What is expected:
In the lines below, copy from the line with "Expected: for every instance of the white metal" through the last line, replacing "green tights" with "red tights" and keeping everything else the same.

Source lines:
○ ○ ○
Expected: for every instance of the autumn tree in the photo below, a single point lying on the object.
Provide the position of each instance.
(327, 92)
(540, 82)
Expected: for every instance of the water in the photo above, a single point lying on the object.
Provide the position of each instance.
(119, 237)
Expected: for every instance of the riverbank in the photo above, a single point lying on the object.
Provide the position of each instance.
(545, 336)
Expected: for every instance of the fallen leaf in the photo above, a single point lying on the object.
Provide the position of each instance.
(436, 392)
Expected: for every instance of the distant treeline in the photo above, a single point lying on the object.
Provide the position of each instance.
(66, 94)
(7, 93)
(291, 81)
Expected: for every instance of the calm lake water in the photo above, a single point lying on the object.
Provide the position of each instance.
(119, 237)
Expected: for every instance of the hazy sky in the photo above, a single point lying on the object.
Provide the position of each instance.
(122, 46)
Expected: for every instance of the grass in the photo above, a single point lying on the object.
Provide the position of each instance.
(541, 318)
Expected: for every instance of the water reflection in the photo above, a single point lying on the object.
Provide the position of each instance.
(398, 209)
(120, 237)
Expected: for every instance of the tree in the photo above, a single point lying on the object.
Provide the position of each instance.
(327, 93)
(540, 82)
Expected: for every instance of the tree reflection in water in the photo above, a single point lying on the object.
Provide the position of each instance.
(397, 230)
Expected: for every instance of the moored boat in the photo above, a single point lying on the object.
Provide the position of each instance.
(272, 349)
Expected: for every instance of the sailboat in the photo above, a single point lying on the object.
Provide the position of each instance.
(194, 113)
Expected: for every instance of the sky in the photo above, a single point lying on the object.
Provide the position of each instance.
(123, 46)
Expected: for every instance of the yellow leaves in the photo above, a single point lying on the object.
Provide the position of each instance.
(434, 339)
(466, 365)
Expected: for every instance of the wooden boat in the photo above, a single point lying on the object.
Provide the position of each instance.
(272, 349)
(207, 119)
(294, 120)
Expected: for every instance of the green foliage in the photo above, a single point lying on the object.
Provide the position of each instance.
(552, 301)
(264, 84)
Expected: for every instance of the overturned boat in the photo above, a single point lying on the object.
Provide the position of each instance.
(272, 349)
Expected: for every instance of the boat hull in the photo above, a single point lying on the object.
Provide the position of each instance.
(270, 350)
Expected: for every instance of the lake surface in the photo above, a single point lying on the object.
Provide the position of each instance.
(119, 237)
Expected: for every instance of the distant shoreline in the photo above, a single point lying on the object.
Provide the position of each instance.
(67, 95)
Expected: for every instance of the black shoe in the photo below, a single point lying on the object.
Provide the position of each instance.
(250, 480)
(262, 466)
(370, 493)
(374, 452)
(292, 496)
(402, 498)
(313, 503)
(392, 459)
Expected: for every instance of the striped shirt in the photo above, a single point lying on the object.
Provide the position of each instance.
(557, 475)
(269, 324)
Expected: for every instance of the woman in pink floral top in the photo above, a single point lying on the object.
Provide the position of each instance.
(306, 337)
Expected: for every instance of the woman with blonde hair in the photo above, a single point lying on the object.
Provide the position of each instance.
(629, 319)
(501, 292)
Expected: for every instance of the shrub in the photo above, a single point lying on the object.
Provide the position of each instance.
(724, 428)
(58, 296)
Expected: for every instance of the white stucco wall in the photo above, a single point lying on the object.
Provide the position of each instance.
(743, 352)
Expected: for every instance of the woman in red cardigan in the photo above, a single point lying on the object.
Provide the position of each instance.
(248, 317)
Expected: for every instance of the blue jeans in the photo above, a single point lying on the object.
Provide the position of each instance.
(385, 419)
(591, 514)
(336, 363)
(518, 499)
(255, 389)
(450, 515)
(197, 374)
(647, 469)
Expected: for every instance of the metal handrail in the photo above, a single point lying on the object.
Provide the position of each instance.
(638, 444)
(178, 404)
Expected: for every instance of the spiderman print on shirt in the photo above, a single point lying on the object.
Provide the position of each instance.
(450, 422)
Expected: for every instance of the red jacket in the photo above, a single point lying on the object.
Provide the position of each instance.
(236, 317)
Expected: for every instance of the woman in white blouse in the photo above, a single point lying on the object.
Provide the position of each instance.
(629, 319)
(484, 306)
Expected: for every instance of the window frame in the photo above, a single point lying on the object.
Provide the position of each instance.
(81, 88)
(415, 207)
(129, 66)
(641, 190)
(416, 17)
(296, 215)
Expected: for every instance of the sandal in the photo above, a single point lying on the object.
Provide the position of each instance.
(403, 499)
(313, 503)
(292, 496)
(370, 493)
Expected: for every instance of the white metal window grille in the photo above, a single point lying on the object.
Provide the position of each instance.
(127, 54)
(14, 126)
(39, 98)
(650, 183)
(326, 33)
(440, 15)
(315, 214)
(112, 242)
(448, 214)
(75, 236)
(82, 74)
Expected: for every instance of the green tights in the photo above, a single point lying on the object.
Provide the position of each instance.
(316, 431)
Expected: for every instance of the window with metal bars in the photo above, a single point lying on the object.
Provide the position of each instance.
○ ○ ○
Reply:
Expected: for every instance of the white metal window grille in the photo above, a single point lying on the object.
Provide the position of each instance.
(127, 54)
(14, 126)
(39, 98)
(650, 183)
(326, 33)
(440, 15)
(315, 214)
(112, 242)
(448, 214)
(75, 236)
(82, 74)
Expected: for every instance of the red tights in the photo above, a single point lying on the object.
Provide the position of each instance.
(316, 431)
Expected: for every instance of the window with metal bars in the photo above, a single point lying on the object.
Provide the position of each instance.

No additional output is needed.